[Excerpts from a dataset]
--------------------------------
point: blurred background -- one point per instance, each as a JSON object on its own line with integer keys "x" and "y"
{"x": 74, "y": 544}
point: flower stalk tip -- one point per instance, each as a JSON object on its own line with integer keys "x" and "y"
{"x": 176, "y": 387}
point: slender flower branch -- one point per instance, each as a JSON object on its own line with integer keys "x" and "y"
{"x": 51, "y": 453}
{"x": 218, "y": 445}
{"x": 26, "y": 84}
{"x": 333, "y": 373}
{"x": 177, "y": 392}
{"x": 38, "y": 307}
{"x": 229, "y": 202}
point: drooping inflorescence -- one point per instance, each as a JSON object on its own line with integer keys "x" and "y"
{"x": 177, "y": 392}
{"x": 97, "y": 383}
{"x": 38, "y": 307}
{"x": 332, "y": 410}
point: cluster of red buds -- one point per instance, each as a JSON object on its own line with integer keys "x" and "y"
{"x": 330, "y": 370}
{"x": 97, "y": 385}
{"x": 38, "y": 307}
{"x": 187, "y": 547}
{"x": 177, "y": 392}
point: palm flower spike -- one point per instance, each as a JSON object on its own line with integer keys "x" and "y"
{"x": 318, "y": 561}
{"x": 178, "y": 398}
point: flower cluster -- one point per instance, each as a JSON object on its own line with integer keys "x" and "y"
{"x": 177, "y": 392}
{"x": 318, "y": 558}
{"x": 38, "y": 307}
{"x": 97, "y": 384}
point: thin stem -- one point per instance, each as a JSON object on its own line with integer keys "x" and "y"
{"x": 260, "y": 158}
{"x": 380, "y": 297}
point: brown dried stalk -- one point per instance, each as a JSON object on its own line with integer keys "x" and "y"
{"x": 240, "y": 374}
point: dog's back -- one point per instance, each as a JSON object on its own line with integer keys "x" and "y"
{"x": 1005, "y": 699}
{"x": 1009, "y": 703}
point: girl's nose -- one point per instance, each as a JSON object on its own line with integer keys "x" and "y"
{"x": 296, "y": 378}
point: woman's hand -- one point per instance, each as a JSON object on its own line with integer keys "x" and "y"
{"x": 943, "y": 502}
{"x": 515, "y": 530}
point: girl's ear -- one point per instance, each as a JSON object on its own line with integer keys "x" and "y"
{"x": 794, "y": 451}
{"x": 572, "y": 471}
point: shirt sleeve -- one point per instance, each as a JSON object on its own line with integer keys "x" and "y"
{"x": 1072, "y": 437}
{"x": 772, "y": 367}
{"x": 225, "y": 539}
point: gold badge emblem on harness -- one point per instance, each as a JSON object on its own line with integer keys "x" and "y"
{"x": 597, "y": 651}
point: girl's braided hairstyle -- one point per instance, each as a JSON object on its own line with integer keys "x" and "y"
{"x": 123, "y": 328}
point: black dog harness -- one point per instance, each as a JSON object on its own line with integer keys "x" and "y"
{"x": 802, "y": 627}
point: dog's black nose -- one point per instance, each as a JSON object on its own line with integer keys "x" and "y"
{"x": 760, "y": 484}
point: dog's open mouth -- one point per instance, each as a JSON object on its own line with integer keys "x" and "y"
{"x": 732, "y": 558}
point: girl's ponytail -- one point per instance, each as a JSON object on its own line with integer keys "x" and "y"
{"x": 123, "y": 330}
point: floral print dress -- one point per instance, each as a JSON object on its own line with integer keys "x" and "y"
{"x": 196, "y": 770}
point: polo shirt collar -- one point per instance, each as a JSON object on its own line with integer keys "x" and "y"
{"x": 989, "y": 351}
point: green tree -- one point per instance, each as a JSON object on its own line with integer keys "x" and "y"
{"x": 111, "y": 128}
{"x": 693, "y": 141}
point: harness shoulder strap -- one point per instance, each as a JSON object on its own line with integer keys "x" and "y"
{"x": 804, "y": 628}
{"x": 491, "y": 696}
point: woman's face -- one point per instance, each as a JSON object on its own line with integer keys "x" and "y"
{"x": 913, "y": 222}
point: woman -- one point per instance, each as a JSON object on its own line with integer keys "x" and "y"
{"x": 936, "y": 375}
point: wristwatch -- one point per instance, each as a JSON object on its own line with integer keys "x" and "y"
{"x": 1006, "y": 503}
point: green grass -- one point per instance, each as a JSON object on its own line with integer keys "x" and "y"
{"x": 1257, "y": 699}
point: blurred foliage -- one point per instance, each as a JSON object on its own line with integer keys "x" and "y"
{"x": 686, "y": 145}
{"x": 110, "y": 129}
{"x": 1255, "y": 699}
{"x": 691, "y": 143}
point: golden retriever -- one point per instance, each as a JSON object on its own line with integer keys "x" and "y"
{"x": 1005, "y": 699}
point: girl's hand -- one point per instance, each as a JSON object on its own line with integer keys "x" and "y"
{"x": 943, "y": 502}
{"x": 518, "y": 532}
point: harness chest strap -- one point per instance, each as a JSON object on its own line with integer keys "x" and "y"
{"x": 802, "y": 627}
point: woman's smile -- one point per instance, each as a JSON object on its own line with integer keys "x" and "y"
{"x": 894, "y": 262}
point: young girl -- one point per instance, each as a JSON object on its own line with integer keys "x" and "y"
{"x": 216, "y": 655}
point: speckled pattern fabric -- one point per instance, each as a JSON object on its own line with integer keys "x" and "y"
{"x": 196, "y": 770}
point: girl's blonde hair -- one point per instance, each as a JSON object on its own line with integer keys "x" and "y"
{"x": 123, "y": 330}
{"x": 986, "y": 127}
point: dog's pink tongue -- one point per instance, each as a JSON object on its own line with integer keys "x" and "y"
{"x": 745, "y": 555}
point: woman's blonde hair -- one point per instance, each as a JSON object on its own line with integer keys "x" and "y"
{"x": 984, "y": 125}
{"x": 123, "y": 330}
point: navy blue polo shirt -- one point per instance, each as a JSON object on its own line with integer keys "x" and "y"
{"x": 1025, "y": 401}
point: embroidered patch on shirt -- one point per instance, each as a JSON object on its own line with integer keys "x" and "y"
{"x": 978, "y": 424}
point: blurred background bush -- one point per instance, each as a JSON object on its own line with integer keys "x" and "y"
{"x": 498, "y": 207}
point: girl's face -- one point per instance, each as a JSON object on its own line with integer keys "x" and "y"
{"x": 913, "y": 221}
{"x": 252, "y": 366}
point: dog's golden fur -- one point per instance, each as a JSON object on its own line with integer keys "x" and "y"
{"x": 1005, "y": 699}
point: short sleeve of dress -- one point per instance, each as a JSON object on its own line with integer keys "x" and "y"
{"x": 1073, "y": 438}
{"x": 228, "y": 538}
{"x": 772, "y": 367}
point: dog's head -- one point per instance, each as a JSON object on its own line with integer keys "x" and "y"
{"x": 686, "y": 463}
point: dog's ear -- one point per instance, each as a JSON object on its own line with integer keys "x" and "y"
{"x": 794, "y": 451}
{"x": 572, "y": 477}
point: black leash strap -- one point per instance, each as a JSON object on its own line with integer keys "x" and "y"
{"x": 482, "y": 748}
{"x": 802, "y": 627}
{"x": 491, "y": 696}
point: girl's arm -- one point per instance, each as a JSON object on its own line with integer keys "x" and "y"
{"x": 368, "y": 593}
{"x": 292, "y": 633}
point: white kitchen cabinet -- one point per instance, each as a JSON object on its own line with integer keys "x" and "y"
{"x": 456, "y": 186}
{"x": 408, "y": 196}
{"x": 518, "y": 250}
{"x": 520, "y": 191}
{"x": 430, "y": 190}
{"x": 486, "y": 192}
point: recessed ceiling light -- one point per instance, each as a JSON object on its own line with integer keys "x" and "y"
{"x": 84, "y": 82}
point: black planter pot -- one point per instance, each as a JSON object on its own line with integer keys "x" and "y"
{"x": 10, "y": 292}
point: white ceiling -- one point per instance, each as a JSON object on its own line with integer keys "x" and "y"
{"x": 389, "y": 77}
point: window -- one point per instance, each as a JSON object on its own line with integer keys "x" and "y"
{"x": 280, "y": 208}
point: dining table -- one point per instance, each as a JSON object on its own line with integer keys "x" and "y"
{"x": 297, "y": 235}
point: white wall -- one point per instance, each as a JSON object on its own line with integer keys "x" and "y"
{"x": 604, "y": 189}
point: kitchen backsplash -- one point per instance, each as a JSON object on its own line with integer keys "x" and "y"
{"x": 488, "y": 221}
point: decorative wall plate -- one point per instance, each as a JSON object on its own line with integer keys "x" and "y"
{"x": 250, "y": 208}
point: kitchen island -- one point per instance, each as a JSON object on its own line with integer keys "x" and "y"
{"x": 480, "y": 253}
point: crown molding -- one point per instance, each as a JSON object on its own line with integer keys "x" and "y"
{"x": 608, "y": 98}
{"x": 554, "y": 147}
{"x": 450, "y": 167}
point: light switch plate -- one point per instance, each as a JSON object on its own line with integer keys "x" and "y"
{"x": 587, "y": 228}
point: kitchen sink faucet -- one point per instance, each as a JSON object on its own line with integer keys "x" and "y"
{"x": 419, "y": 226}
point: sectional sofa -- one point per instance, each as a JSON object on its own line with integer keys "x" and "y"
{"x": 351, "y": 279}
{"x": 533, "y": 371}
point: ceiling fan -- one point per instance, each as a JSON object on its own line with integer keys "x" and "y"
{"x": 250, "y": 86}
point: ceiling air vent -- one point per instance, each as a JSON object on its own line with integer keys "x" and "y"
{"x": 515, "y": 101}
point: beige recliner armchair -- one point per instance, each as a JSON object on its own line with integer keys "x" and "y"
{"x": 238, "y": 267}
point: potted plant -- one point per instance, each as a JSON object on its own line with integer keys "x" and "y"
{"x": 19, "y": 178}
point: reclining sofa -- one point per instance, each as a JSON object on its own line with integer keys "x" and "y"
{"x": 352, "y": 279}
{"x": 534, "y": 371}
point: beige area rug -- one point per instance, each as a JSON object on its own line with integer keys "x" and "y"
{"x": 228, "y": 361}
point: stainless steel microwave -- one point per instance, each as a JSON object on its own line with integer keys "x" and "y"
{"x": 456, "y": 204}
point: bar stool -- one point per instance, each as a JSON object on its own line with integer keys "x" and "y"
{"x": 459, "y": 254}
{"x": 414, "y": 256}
--------------------------------
TASK OBJECTIVE | Exactly as written, give the line containing "point: bar stool" and all remaining lines of the records.

RESPONSE AREA |
point: bar stool -- one point per instance, each as a JSON object on its own line with integer keys "x" and "y"
{"x": 459, "y": 254}
{"x": 414, "y": 256}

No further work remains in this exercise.